* **WHAT YOU WILL DO**
Copy the items from the line with "Q: What bounding box encloses the pedestrian" to the line with "[18,200,317,293]", replacing "leafy tree" with "broadleaf tree" and leaving everything else unchanged.

* **AVAILABLE DATA**

┏━━

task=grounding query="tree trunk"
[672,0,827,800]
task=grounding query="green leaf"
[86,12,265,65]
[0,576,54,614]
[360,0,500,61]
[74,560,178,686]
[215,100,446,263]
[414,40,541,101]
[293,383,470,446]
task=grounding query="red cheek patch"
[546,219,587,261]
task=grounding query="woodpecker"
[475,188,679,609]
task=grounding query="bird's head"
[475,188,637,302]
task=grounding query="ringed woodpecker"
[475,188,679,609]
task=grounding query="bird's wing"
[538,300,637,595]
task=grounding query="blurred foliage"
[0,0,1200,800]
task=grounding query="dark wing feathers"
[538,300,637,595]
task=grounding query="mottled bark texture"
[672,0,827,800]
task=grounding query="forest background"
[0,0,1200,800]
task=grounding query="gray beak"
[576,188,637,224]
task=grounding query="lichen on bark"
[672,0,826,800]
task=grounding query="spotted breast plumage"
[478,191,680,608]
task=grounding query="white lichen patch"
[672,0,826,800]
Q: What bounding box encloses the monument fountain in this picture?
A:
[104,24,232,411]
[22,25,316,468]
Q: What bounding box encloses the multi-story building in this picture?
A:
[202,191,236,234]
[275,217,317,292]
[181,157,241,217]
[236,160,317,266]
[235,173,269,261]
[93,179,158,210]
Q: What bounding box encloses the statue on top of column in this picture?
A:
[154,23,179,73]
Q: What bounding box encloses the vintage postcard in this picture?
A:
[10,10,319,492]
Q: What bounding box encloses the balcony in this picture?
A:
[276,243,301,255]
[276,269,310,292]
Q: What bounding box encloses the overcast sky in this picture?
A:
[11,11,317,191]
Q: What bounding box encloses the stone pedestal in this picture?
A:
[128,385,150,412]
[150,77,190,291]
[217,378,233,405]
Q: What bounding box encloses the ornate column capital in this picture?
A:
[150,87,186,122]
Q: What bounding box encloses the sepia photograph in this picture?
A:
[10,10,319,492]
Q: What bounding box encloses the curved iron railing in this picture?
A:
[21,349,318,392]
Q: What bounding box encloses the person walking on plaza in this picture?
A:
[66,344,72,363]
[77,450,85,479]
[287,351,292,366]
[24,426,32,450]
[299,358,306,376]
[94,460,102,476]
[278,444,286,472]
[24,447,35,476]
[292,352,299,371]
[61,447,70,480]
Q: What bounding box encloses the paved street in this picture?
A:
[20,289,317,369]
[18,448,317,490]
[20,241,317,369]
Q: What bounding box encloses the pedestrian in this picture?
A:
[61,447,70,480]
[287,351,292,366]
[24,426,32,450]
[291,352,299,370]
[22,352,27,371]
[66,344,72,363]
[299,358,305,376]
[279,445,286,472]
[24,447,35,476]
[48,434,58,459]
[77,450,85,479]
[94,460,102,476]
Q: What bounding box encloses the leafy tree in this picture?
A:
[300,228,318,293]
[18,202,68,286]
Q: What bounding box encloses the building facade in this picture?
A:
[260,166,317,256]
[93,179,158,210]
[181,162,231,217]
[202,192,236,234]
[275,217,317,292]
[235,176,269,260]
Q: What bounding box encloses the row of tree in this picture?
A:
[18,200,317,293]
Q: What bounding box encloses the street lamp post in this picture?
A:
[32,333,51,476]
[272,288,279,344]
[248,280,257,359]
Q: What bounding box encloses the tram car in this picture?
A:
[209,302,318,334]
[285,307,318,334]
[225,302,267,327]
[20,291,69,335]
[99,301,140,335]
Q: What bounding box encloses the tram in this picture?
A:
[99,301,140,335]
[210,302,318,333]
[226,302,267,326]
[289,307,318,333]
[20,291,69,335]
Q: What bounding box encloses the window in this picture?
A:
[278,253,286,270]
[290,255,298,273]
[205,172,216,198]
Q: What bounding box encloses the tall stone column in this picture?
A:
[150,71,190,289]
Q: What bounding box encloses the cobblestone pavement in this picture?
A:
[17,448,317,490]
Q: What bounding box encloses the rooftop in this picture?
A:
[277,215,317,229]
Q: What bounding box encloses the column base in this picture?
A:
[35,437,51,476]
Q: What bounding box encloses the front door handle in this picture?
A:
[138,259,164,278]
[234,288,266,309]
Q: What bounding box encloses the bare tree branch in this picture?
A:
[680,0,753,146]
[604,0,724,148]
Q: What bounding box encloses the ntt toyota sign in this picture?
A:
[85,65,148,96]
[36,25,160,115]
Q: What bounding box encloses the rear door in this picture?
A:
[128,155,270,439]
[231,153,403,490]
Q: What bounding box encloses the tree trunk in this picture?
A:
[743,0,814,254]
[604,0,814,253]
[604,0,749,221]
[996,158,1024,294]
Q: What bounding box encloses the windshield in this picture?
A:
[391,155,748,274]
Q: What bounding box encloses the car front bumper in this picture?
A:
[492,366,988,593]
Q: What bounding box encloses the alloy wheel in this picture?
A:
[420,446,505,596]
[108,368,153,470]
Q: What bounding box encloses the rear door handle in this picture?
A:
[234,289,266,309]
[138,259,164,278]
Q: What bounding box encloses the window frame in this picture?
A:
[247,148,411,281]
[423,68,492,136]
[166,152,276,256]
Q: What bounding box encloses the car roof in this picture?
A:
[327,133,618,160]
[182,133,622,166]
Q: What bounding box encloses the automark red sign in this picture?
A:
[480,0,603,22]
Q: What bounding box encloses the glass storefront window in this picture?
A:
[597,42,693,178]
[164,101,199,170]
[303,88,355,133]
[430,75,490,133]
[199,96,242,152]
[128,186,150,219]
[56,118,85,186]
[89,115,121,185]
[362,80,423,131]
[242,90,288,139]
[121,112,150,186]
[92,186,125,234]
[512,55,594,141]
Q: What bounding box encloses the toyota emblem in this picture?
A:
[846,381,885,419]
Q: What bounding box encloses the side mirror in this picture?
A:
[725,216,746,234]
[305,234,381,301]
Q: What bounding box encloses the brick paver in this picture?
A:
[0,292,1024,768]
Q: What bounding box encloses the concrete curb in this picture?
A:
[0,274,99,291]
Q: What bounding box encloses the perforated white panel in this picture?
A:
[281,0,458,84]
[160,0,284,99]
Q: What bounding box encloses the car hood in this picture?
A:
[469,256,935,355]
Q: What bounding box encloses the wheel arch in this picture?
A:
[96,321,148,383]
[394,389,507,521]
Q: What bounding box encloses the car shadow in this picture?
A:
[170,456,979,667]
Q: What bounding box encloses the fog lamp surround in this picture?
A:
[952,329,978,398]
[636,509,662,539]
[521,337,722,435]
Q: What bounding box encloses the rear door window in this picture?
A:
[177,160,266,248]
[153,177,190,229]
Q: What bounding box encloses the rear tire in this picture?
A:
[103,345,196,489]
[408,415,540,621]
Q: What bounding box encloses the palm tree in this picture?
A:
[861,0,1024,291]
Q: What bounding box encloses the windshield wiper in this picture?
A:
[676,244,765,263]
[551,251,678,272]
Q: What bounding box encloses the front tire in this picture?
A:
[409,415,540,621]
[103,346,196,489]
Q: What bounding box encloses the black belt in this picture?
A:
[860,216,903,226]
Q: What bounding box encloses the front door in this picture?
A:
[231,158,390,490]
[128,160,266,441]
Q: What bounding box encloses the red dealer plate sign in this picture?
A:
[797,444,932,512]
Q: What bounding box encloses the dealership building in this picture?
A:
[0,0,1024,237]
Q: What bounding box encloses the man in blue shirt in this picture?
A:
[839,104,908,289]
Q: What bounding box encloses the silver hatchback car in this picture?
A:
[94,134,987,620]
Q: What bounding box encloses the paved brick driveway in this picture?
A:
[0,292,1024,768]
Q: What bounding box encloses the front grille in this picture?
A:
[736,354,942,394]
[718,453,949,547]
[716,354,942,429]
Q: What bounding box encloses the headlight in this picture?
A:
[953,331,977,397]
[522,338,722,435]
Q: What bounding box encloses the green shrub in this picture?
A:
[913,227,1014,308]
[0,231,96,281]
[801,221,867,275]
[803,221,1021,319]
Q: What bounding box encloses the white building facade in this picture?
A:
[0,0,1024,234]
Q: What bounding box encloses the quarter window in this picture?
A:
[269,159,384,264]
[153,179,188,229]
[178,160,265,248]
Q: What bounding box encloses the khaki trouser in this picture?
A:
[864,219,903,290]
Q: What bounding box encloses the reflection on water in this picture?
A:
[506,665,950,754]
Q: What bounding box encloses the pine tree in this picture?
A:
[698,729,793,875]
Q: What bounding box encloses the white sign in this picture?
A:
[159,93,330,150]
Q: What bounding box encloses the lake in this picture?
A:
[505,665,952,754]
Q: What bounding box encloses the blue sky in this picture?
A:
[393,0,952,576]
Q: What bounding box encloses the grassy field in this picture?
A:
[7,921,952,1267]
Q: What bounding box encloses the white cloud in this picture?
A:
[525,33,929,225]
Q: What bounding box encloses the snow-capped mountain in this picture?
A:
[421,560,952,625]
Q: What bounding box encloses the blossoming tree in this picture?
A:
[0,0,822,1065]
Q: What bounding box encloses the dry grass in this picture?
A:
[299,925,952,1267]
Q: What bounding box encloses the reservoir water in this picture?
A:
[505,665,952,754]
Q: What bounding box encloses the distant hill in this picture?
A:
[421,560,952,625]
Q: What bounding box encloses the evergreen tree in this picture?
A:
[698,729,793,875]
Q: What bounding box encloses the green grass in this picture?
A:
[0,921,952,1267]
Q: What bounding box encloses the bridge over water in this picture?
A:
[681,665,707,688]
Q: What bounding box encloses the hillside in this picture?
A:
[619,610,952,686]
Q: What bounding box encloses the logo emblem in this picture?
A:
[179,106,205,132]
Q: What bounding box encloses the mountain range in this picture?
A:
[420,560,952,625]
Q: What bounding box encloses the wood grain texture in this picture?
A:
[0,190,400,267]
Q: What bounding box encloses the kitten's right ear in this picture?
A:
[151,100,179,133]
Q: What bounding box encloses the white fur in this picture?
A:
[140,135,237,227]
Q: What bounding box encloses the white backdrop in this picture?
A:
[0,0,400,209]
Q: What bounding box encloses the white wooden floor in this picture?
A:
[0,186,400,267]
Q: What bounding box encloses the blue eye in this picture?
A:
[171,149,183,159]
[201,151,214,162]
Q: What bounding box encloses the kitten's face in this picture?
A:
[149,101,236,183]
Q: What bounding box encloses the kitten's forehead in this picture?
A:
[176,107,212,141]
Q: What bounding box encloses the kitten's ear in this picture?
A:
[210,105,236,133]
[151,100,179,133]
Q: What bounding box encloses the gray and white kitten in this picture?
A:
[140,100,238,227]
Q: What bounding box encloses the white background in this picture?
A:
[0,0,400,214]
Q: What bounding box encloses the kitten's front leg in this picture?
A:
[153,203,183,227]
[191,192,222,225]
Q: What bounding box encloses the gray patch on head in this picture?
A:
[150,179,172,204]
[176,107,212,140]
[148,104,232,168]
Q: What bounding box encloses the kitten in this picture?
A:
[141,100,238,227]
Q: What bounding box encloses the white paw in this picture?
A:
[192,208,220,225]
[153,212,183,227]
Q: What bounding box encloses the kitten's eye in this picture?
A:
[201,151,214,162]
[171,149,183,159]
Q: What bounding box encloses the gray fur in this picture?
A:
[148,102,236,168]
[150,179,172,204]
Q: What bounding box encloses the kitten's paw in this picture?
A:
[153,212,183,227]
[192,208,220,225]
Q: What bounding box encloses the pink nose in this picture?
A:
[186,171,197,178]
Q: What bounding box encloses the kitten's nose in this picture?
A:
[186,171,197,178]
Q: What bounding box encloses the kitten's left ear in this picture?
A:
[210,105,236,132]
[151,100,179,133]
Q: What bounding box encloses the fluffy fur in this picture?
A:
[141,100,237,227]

┗━━

* **RESULT**
Q: What bounding box encloses the pedestrian in this picture?
A:
[61,447,70,480]
[287,351,292,366]
[24,426,32,450]
[291,352,299,370]
[22,352,27,371]
[66,344,72,363]
[299,358,305,376]
[279,445,286,472]
[24,447,35,476]
[48,434,58,459]
[77,450,85,479]
[94,460,102,476]
Q: What bounding box encloses the broadleaf tree in this picture?
A:
[300,228,318,293]
[18,202,68,286]
Q: What bounding box encloses the building facade in this picture?
A:
[260,166,317,256]
[93,179,158,210]
[181,162,231,217]
[202,192,236,234]
[275,217,317,292]
[235,176,269,260]
Q: What bounding box encloses the row of tree in this picture?
A:
[18,200,317,293]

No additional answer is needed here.